> What you have to do
Edit the items below by replacing "basket rim" with "hoop" and leaving everything else as it is.

Items for pointing at named objects

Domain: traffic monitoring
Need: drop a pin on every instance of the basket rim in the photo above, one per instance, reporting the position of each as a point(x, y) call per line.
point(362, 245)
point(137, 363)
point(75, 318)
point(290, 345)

> Completed task
Domain: traffic monitoring
Need: drop a pin on every instance of the hoop in the photo above, one per instance, reporting the position of each as a point(x, y) call per line.
point(362, 245)
point(137, 363)
point(75, 318)
point(290, 345)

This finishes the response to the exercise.